• **Input**:

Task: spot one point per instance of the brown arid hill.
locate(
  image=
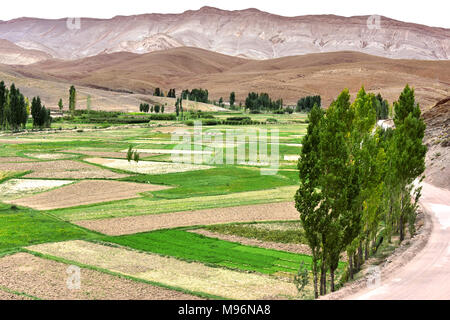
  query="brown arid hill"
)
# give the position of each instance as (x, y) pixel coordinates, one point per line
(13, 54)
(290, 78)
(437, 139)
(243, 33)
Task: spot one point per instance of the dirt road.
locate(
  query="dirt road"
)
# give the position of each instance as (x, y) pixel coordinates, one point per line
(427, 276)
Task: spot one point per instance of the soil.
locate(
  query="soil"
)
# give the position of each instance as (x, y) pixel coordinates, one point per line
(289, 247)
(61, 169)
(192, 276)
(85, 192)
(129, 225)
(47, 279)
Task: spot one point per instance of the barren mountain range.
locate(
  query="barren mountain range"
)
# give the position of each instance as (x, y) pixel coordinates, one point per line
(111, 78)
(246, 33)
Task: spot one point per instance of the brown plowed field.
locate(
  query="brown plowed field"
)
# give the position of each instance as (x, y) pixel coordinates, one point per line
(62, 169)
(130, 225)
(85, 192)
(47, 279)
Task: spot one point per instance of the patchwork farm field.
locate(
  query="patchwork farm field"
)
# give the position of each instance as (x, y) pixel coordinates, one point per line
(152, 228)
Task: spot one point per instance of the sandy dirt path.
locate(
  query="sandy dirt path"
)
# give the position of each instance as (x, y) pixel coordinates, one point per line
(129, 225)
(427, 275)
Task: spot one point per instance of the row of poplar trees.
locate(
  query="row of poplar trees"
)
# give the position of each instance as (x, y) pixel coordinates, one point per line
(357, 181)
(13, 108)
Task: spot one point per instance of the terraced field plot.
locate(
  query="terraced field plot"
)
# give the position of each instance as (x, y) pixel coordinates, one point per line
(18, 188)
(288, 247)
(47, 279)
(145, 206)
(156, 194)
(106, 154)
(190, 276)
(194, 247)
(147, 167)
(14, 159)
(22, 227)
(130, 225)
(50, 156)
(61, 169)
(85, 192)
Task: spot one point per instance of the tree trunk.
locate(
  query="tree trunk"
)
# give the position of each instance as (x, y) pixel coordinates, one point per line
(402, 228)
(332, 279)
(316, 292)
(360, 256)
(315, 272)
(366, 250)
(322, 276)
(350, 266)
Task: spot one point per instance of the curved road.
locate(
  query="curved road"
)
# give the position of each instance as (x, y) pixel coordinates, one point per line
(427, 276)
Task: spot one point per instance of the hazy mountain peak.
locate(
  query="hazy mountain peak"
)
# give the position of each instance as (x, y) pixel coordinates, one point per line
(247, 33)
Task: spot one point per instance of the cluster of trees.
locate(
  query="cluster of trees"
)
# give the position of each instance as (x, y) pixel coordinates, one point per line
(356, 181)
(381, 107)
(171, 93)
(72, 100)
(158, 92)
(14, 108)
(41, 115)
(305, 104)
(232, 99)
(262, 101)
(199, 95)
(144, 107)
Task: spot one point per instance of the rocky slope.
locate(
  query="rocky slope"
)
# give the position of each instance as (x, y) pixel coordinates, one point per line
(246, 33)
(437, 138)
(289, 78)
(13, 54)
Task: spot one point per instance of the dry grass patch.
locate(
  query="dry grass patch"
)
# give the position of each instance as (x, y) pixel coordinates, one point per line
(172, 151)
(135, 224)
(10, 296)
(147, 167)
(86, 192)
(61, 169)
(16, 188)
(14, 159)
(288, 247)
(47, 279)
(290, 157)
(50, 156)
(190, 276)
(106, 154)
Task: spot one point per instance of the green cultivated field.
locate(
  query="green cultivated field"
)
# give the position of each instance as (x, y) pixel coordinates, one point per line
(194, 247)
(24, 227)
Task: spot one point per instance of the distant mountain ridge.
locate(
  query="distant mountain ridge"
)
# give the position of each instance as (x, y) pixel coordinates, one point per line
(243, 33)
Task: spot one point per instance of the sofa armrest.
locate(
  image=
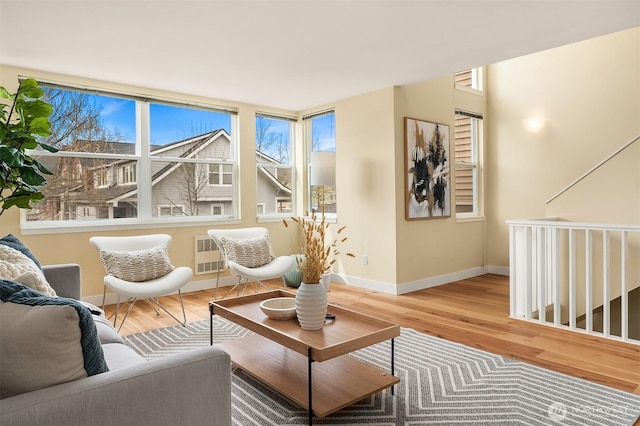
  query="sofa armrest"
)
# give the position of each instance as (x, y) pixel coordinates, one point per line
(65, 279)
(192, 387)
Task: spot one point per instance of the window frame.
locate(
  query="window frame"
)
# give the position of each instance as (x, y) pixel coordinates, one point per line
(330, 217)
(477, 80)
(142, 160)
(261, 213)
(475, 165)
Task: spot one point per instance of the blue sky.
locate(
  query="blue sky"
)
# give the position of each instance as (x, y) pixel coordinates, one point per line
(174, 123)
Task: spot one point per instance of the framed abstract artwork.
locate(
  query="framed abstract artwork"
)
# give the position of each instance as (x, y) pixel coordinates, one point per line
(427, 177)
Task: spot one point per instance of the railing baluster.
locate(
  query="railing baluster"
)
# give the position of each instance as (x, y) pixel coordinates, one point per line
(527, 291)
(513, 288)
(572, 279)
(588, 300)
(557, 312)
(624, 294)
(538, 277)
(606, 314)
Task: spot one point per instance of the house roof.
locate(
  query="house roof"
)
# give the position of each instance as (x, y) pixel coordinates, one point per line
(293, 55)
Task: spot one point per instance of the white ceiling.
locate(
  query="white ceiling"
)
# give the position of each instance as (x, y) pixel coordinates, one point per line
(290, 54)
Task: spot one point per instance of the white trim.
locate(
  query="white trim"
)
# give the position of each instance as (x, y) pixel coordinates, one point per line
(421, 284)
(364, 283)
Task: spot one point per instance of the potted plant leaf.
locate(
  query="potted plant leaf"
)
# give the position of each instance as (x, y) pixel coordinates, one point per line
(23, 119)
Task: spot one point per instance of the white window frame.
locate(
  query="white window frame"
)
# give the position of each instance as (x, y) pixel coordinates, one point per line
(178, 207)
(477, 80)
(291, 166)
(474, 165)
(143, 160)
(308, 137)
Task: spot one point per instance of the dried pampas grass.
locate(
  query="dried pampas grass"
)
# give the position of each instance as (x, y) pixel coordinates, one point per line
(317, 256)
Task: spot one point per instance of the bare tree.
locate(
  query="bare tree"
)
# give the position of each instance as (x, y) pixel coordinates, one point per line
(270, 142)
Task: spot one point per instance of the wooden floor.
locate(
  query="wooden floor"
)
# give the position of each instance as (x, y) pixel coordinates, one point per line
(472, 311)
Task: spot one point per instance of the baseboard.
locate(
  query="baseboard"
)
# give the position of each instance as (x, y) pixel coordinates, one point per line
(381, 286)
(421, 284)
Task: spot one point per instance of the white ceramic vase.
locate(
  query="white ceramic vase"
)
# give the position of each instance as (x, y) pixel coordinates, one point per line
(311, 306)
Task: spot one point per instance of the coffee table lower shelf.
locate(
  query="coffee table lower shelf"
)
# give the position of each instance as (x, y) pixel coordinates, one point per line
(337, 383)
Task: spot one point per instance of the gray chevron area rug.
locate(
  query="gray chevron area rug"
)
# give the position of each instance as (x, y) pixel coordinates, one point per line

• **Set problem**:
All of the material above is to be copied exactly, except for its images.

• **Correct output**:
Task: spot one point per instance of the brown arid hill.
locate(
  image=
  query="brown arid hill"
)
# give the position of each instance as (x, y) pixel coordinates, one point per line
(13, 54)
(290, 78)
(437, 139)
(243, 33)
Task: spot one point per instance of the dirt road.
locate(
  query="dirt road"
)
# give the position of each instance as (x, y) pixel coordinates, one point per line
(427, 276)
Task: spot one point per instance of the soil.
locate(
  query="soil"
)
# give the position of each instance as (x, y) pixel coordinates, one point per line
(289, 247)
(61, 169)
(192, 276)
(85, 192)
(129, 225)
(47, 279)
Task: spot one point per instance of the barren mountain range.
locate(
  query="barren mountain range"
)
# give the position of each instance as (x, y) pixel coordinates, one point per line
(111, 78)
(246, 33)
Task: spot one point per instance of the brown plowed field.
locate(
  query="brown plowed field"
)
# give the position of each instance as (x, y) pixel coordinates, one point per line
(62, 169)
(130, 225)
(85, 192)
(47, 279)
Task: spot one point per instance of the patchwork farm field.
locate(
  query="patchwork farm field"
)
# give the position of each instance as (x, y) pixel coordinates, one point per line
(152, 228)
Task: spot one point per instance of the sandy dirt path.
locate(
  query="sandy dirt path"
)
# give the position of each instance as (x, y) pixel coordinates, one point per line
(129, 225)
(427, 275)
Task: spot one point per instance of the row of poplar trees.
locate(
  query="row of poplar trees"
)
# give the position of each instance as (x, y) pixel coordinates, one point per line
(357, 181)
(13, 108)
Task: spot one point per instance of the terraced field plot.
locate(
  query="terraced field plot"
)
# give the position of each instance as (x, y) pixel coordinates, one point per line
(18, 188)
(288, 247)
(47, 279)
(145, 206)
(156, 194)
(106, 154)
(190, 276)
(194, 247)
(147, 167)
(14, 159)
(22, 227)
(130, 225)
(50, 156)
(61, 169)
(85, 192)
Task: spot one point per instance of the tree trunk.
locate(
  query="tree trunk"
)
# give the position of each instance as (x, y) pixel coordinates, one point per line
(402, 228)
(332, 279)
(316, 292)
(360, 256)
(315, 272)
(366, 250)
(322, 276)
(350, 266)
Task: spot one point per instance of the curved road.
locate(
  query="curved road"
)
# give the position of each instance as (x, y) pixel coordinates, one point per line
(427, 276)
Task: spot one point per instance of the hazy mountain peak.
locate(
  query="hazy mountain peak"
)
# give the position of each instance as (x, y) pixel coordinates, one point per line
(247, 33)
Task: spot one point per instance of the cluster of trees.
locate(
  query="cluster of trees"
)
# give the position of each instance as (x, y) pixel coordinates, one point per line
(356, 181)
(381, 107)
(171, 93)
(72, 100)
(158, 92)
(14, 108)
(41, 115)
(305, 104)
(232, 99)
(262, 101)
(199, 95)
(144, 107)
Task: spot one point per instance of the rocky slope.
locate(
  query="rocky slope"
)
# give the position of each instance as (x, y) pixel coordinates, one point per line
(246, 33)
(437, 138)
(289, 78)
(13, 54)
Task: spot one point per instance of the dry grass patch.
locate(
  query="dry grass patch"
)
# give the position of each instance as (x, y) pixel coordinates, one point per line
(172, 151)
(135, 224)
(10, 296)
(147, 167)
(86, 192)
(61, 169)
(16, 188)
(14, 159)
(288, 247)
(47, 279)
(290, 157)
(50, 156)
(190, 276)
(106, 154)
Task: spot one point per instance of the green cultivated field.
locate(
  query="green cultivated field"
)
# give the position of each instance as (x, y) pixel coordinates, one point per line
(194, 247)
(24, 227)
Task: spot one point per instance of the distant mountain ridge.
locate(
  query="distant mountain ridge"
)
# give the position of each instance as (x, y) pixel coordinates, one point per line
(243, 33)
Task: spot one point per instance of the sofa armrest.
locate(
  image=
  query="sofa armrest"
)
# give the position of each instance as (x, y) pixel coordinates, one point per line
(65, 279)
(192, 387)
Task: spot one point per instance of the window frame.
locate(
  query="window frame"
)
# give the position of each instance as (x, y) pixel coordinates, one point per line
(330, 217)
(477, 80)
(142, 160)
(261, 213)
(475, 165)
Task: spot one point per instance of the blue sky.
locate(
  query="blue sky"
)
# give the position of each instance as (x, y) pixel coordinates, one point per line
(174, 123)
Task: spot one point per instance of the framed abstract artwork.
locate(
  query="framed abstract artwork"
)
# give the position of each instance as (x, y) pixel coordinates, one point per line
(427, 177)
Task: spot one point per instance of the railing baluster.
locate(
  query="railing baluster"
)
# give the position of each instance as (x, y) pixel coordinates, one point per line
(527, 291)
(513, 288)
(572, 279)
(588, 300)
(557, 312)
(624, 294)
(538, 277)
(606, 314)
Task: spot one point per instance of the house roof.
locate(
  query="house roof"
)
# give the position of each instance as (x, y) pixel coordinates, one point per line
(293, 55)
Task: spot one point per instance of the white ceiling.
locate(
  query="white ceiling"
)
# give the position of each instance as (x, y) pixel coordinates, one point per line
(290, 54)
Task: spot one point per instance of the white trim.
locate(
  query="white trim"
)
# give the position of each instance as (x, y) pixel coordinates, one point per line
(421, 284)
(364, 283)
Task: spot one point per instance of the potted plant leaf.
locate(
  query="potted plant leaf"
)
# give the position of each instance as (x, y) pixel coordinates, one point per line
(23, 119)
Task: spot one point per instance of the white window frame.
locate(
  query="white window frame"
)
# give the position of each instance as (x, y) pixel coordinates, one point per line
(178, 207)
(477, 80)
(291, 166)
(474, 165)
(143, 160)
(308, 137)
Task: spot one point per instance of the dried pampas grass.
locate(
  query="dried pampas grass"
)
# give the position of each instance as (x, y) pixel coordinates, one point per line
(317, 256)
Task: spot one point per instance of the bare tree.
locate(
  query="bare tree"
)
# give the position of each instance as (x, y) pixel coordinates, one point per line
(270, 142)
Task: spot one point per instance of the wooden floor.
locate(
  query="wooden floor"
)
# give the position of each instance as (x, y) pixel coordinates, one point per line
(472, 311)
Task: spot one point per instance of the baseboard.
locate(
  query="baseboard"
)
# give the position of each instance as (x, y) pixel coordinates, one point per line
(381, 286)
(421, 284)
Task: spot one point per instance of the white ceramic vase.
locate(
  query="white ceramic vase"
)
# give the position of each instance as (x, y) pixel coordinates, one point per line
(311, 306)
Task: spot one point per instance of the coffee table lower shelf.
locate(
  query="coffee table lower shelf"
)
# give the position of each instance as (x, y) pixel coordinates, one point per line
(337, 383)
Task: spot one point per instance of the gray chevron area rug.
locate(
  query="gray chevron area rug"
)
# give the position of each instance as (x, y) pixel coordinates, one point per line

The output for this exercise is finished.